>> START Listed records

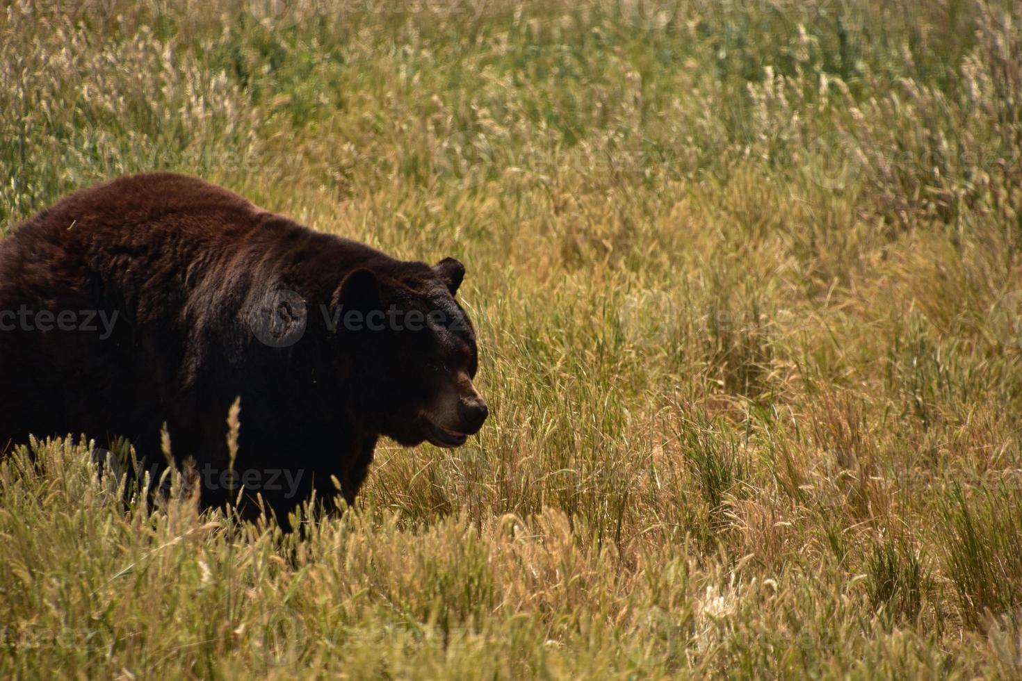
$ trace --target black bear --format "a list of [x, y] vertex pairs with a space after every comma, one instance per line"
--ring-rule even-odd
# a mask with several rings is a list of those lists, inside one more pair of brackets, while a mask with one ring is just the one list
[[351, 503], [379, 436], [456, 447], [486, 418], [464, 274], [181, 175], [76, 192], [0, 242], [0, 452], [124, 437], [158, 467], [166, 426], [205, 506]]

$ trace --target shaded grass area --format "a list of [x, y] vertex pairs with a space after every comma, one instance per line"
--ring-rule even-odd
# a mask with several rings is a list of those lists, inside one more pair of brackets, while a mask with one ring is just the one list
[[661, 6], [5, 8], [5, 232], [171, 168], [455, 255], [493, 416], [305, 541], [37, 443], [0, 674], [1019, 674], [1018, 9]]

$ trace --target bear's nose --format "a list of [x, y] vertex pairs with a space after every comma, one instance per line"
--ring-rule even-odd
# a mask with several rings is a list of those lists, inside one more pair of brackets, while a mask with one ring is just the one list
[[481, 398], [463, 399], [458, 404], [458, 418], [461, 419], [462, 426], [468, 434], [482, 428], [482, 422], [486, 420], [490, 409]]

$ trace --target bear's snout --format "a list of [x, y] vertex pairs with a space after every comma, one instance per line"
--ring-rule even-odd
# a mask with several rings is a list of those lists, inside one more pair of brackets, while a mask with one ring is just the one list
[[458, 420], [463, 426], [462, 432], [468, 435], [477, 433], [489, 415], [485, 400], [478, 395], [458, 402]]

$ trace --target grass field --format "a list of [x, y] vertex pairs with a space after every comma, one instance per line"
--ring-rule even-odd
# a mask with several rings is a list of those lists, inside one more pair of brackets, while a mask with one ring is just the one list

>> END Listed records

▸ **What the exercise asks**
Write out the listing above again, exactly, but with no pictures in the copy.

▸ **Expected answer**
$ trace --target black bear --format "a list of [x, y] vertex pairs with a space after every comma, one instance per line"
--ring-rule even-odd
# a mask with several rings is a list of those lists, inside one more pair of brackets, while a mask with one ring is just the one list
[[351, 503], [379, 436], [456, 447], [486, 418], [464, 274], [181, 175], [76, 192], [0, 242], [0, 452], [124, 437], [158, 467], [166, 426], [205, 506]]

$ trace --target shaded grass area --format "a list of [x, y] vertex pairs with a space after every comma, one instance per line"
--ring-rule even-odd
# a mask with several rings is a list of those lists, inside one more pair of brackets, while a mask with one ring is just the one list
[[661, 6], [5, 8], [5, 232], [171, 168], [455, 255], [493, 416], [305, 541], [37, 443], [0, 674], [1019, 674], [1018, 9]]

$ trace --target bear's nose --format "a list of [x, y] vertex pairs with a space after every comma, one instance per line"
--ring-rule even-odd
# a mask with several rings is a list of those lists, inside one more pair of brackets, while a mask with one ring is just the one list
[[481, 398], [463, 399], [458, 404], [458, 418], [461, 419], [462, 426], [468, 434], [482, 428], [482, 422], [486, 420], [490, 409]]

$ trace --target bear's snout --format "a list of [x, y] vertex pairs with a space after every comma, one instance per line"
--ring-rule even-odd
# a mask with several rings is a list of those lists, inside one more pair of brackets, while a mask with one ring is just the one list
[[458, 420], [463, 426], [462, 432], [468, 435], [477, 433], [489, 415], [485, 400], [478, 395], [458, 402]]

$ trace --target grass field --format "a list of [x, y] vertex pairs with a space after every comma, one instance per line"
--ring-rule even-odd
# a mask with several rings is a list of those lists, inside one more pair of brackets, while a mask with one ring is just the one list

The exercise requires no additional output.